What is asked: Please report how many lines in the listing below contain the string "instance", treating case as significant. Give only the number.

Task input:

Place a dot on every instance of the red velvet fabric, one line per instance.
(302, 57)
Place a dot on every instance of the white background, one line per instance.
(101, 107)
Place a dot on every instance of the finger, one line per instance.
...
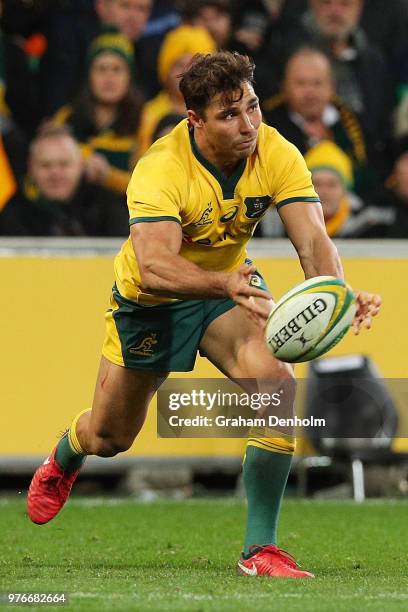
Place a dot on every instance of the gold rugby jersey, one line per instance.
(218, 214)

Task result: 4